Segment Start: Supplied entries
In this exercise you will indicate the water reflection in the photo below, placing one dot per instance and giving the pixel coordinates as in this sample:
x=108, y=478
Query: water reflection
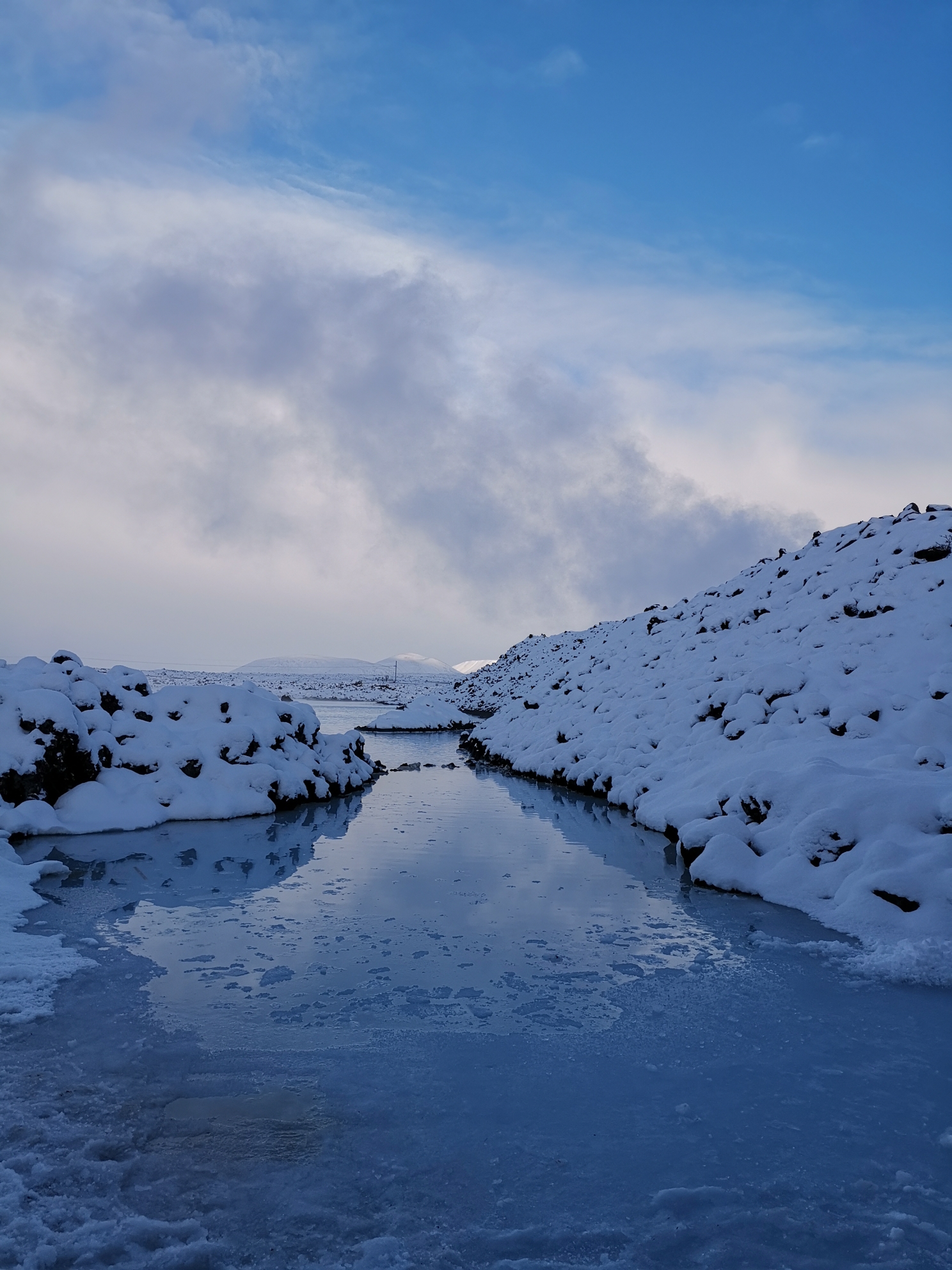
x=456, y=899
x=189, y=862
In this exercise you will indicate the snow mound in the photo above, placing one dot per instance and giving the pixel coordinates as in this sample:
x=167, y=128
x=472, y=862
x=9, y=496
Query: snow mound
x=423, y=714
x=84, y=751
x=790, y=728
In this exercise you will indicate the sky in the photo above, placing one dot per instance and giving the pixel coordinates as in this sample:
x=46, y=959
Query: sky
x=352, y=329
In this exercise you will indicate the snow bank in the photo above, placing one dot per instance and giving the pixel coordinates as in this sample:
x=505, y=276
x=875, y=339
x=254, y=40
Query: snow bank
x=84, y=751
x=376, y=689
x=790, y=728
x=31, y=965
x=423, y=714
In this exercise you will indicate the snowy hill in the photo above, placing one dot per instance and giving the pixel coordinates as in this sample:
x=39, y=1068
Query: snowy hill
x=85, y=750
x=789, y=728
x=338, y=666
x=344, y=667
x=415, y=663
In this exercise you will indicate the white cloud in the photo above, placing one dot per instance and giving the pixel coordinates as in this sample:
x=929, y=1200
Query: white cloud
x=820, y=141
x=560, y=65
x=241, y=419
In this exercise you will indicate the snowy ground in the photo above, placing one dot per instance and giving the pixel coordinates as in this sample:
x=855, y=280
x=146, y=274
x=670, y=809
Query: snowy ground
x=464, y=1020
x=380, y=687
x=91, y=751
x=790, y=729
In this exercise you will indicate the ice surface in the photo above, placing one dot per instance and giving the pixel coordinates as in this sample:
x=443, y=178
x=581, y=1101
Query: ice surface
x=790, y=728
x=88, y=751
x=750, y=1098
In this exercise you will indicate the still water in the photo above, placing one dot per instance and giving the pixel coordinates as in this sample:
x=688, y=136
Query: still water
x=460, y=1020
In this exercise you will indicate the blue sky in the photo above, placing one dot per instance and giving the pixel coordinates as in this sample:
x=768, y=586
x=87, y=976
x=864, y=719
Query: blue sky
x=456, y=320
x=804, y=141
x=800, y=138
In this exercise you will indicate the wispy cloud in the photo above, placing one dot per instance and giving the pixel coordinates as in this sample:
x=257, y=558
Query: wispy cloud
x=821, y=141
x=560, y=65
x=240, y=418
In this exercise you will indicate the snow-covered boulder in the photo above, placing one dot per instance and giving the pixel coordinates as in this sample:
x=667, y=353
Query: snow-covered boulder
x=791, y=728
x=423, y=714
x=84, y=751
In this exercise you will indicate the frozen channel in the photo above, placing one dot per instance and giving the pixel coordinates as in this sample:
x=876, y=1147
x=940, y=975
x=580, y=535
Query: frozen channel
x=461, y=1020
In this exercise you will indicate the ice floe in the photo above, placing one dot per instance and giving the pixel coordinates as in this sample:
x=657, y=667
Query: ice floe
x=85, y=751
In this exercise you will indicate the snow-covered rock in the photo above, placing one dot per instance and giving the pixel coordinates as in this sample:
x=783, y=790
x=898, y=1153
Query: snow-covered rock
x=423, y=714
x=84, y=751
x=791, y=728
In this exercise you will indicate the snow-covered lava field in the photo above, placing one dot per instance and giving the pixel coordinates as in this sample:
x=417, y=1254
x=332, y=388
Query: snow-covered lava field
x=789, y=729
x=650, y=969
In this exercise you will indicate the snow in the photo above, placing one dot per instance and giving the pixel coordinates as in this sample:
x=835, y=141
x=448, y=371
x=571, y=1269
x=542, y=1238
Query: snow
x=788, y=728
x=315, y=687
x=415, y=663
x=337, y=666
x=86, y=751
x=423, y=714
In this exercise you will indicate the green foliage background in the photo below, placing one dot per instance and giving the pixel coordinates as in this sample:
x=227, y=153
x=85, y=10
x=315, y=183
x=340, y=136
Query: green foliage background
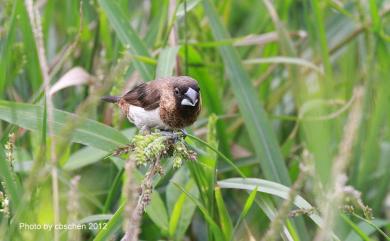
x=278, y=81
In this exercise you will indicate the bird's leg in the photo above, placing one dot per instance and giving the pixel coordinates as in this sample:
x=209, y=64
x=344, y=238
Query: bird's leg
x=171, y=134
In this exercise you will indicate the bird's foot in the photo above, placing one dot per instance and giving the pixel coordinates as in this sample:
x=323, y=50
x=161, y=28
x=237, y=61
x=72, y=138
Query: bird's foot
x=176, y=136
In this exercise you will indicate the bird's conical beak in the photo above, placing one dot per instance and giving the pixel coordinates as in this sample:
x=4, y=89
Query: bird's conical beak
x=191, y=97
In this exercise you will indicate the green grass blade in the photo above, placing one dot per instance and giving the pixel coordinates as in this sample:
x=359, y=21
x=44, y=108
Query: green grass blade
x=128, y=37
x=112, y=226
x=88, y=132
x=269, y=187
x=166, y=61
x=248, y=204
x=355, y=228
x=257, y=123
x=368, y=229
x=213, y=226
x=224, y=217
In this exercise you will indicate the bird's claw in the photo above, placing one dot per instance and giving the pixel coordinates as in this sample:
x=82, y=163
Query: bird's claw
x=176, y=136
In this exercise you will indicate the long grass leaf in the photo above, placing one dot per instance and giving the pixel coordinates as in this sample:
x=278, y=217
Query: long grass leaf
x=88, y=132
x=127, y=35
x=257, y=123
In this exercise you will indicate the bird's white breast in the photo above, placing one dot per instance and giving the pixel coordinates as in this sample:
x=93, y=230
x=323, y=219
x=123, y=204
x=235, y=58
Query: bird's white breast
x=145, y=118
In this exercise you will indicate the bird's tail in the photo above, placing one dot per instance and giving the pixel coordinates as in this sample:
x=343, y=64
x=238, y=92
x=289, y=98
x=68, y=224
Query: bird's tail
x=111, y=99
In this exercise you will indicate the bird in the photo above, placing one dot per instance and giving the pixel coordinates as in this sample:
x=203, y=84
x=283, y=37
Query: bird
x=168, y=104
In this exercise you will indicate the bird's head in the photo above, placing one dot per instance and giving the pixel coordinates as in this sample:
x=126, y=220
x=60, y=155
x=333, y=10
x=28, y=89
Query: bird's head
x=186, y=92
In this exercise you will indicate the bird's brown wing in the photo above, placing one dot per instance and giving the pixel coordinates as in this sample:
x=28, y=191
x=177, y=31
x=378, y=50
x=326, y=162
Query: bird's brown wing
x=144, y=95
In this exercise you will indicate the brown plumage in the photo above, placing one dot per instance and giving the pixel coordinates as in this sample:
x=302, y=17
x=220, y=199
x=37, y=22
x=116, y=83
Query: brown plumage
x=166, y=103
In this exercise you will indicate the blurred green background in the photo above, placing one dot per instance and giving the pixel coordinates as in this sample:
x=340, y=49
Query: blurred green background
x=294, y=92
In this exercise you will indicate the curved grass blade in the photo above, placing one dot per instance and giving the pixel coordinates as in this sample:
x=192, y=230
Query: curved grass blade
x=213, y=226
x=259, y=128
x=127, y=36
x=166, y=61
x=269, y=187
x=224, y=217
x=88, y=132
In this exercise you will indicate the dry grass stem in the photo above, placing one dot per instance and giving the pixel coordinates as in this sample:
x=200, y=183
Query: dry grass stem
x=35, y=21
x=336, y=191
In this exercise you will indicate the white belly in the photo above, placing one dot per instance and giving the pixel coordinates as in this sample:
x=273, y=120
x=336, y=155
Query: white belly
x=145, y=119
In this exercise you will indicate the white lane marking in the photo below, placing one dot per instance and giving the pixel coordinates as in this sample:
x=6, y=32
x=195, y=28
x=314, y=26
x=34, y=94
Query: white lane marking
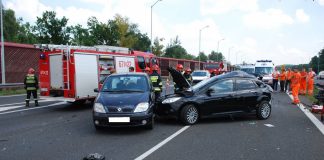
Segment End: Supplied entries
Could you please return the entries above exactly, minus the pictures?

In this exercise you will indicate the water reflection in the photo below, placing one dot per instance and giving the pixel coordinates as in this sample:
x=108, y=478
Query: water reflection
x=456, y=899
x=189, y=862
In this exercise you will indicate the snow mound in the photo above, placing one dot per instance and giving the pixel coordinates as in this sample:
x=167, y=128
x=472, y=862
x=9, y=496
Query: snow mound
x=423, y=714
x=84, y=751
x=790, y=728
In this exercise you will indicate the sky in the photo above, placing one dot per instance and giving the pixel coordinates as in this sample:
x=46, y=959
Query: sky
x=352, y=329
In this exercise you will indicate the snow bank in the photo above, placing one dot per instance and giving the pixel coordinates as in this sample:
x=505, y=276
x=875, y=339
x=254, y=40
Query: snow bank
x=84, y=751
x=376, y=689
x=790, y=728
x=31, y=965
x=423, y=714
In this exercise you will indicate the snowy hill in the photo above, placing one dot per instance and giving the pixel coordinates as in this sample:
x=39, y=1068
Query: snowy hill
x=85, y=750
x=789, y=728
x=338, y=666
x=344, y=667
x=415, y=663
In this exercise you will indicate the white cloud in the photo above, placing one dot per instance and giving the pixel coordinates as in this sample:
x=929, y=1200
Query: white cloud
x=820, y=141
x=560, y=65
x=241, y=419
In this exercise you will indicate the snowy ground in the photo above, placing one dot per instance and giving the pixel coordinates as in this sample:
x=855, y=280
x=146, y=274
x=670, y=809
Query: snowy ground
x=464, y=1020
x=380, y=687
x=91, y=751
x=790, y=729
In this exercise you will indicate the ice surface in the photo above, placing one dot per instance and giving the pixel coordinates as in this sample:
x=443, y=178
x=581, y=1101
Query: ice surface
x=790, y=728
x=88, y=751
x=750, y=1098
In this exercise you will indicate the still water in the photo above, placing one dot per instance and giving the pixel coordinates as in this sample:
x=688, y=136
Query: still water
x=460, y=1020
In this exercise you will indicate the blue sky in the photo above, placing one dot per instance and giving the pixel coordinates as in this sample:
x=768, y=586
x=87, y=976
x=864, y=719
Query: blue sky
x=456, y=320
x=804, y=141
x=800, y=138
In this exercise you will indicate the wispy cloud in the photo above, placing one dot per instance and giving the pixel coordinates as in this sample:
x=257, y=558
Query: wispy cloud
x=821, y=141
x=560, y=65
x=240, y=418
In this exercise you will indicate the snow-covered boulder in the photo above, placing one dot per instance and giving the pixel coordinates as in this sample:
x=667, y=353
Query: snow-covered boulder
x=791, y=728
x=423, y=714
x=84, y=751
In this exercise you will indicate the frozen channel in the photo above, placing one dot per instance and giving the pixel coordinates as in this sample:
x=876, y=1147
x=940, y=975
x=580, y=535
Query: frozen channel
x=461, y=1020
In this exercise you will indicate the ice floe in the photo above, placing one dot per instance and giving the pixel coordinates as in this sample:
x=657, y=667
Query: ice floe
x=85, y=751
In this exercise you will indicate the snow-covered rock in the photo above, placing one dot per instance and giving the pixel coordinates as in this sample:
x=783, y=790
x=898, y=1153
Query: snow-covered rock
x=423, y=714
x=84, y=751
x=791, y=728
In this exercise you will indicate the snow-covered lava field in the photo above, placing one dot per instance and giving the pixel coordinates as in this sample:
x=417, y=1254
x=332, y=388
Query: snow-covered lava field
x=789, y=729
x=650, y=969
In this exercise you will indicate the snow in the photo above, placing one dot per instance and giving the pixel coordinates as in this sample:
x=835, y=141
x=448, y=371
x=571, y=1269
x=542, y=1238
Query: snow
x=788, y=728
x=315, y=687
x=415, y=663
x=337, y=666
x=86, y=751
x=423, y=714
In this exercise you will indicate the green foliage background in the photo below, placing one dot per instance and giving the pixel coordinates as in this sample:
x=227, y=153
x=85, y=10
x=315, y=183
x=340, y=136
Query: green foliage background
x=278, y=81
In this exercise you will indicate the bird's leg in the photo above, placing one dot per instance and giving the pixel coordinates as in this sample:
x=209, y=64
x=344, y=238
Query: bird's leg
x=171, y=134
In this exercise you will indicate the bird's foot in the photo above, placing one dot per instance and giving the pixel coordinates as in this sample:
x=323, y=50
x=161, y=28
x=237, y=61
x=72, y=138
Query: bird's foot
x=176, y=136
In this exercise you will indicate the bird's conical beak in the photo above, placing one dot per instance and giving the pixel coordinates as in this sample:
x=4, y=89
Query: bird's conical beak
x=191, y=97
In this exercise you will indicate the green grass blade in the photo above, placing one dot per instance and giving the pixel coordinates as in this sample:
x=359, y=21
x=44, y=108
Query: green grass blade
x=128, y=37
x=112, y=226
x=88, y=132
x=269, y=187
x=166, y=61
x=248, y=204
x=355, y=228
x=257, y=123
x=368, y=229
x=213, y=226
x=224, y=217
In this exercise you will indicate the bird's claw in the photo above, placing one dot per instance and giving the pixel coordinates as in this sample:
x=82, y=163
Query: bird's claw
x=176, y=136
In this exercise you will indicate the long grass leaf in the photo above, placing one dot per instance and giving the pixel coordinates as in this sample:
x=278, y=217
Query: long grass leaf
x=88, y=132
x=127, y=35
x=257, y=123
In this exercise you will indicate the bird's white breast in the photo above, placing one dot per instance and giving the pixel coordinates as in this sample:
x=93, y=230
x=323, y=219
x=123, y=204
x=235, y=58
Query: bird's white breast
x=145, y=118
In this exercise you will indicate the bird's tail in the photo above, placing one dot per instance and giving the pixel coordinates as in this sample:
x=343, y=64
x=238, y=92
x=289, y=98
x=68, y=224
Query: bird's tail
x=111, y=99
In this exercise you will indicate the bird in the photo above, placing one dot per instance and giving the pixel coordinates as in this sample:
x=203, y=84
x=283, y=37
Query: bird
x=168, y=104
In this exercise you will indicate the bird's head in the photo above, placing one dot per instance and giving the pixel coordinates as in this sample:
x=126, y=220
x=60, y=155
x=333, y=10
x=28, y=89
Query: bird's head
x=186, y=92
In this exercise you will indicate the bird's brown wing in the photo above, placing one dot per instance and giving the pixel coordinates as in this sample:
x=28, y=191
x=177, y=31
x=378, y=50
x=326, y=162
Query: bird's brown wing
x=144, y=95
In this exercise you will indicate the brown plumage in the photo above, placing one dot per instance and giving the pixel coordinates as in this sample:
x=302, y=17
x=220, y=199
x=37, y=22
x=116, y=83
Query: brown plumage
x=166, y=103
In this exercise you will indicate the blurred green background in the photo above, placing one dot per instance and giving the pixel coordinates as in this sample:
x=340, y=49
Query: blurred green background
x=294, y=92
In this exercise you will indicate the curved grass blade in the photo above, placing one dot per instance and giving the pixel coordinates as in this sample:
x=192, y=230
Query: curved grass blade
x=213, y=226
x=259, y=128
x=127, y=36
x=166, y=61
x=269, y=187
x=224, y=217
x=88, y=132
In this exercise you will indicate the dry grass stem in the photo above, placing one dot per instance and giving the pixel coordinates as in this sample:
x=200, y=183
Query: dry grass stem
x=35, y=21
x=336, y=191
In this exercise you will indicate the white belly in the photo above, placing one dot per instance and giving the pixel coordinates as in this sample:
x=273, y=120
x=336, y=155
Query: white belly
x=145, y=119
In this exercise you will indicate the white lane marking in the photo below, placing one dot per instance and giving the pixel coordinates as in this sample:
x=6, y=32
x=195, y=28
x=314, y=26
x=34, y=94
Query: white lane marking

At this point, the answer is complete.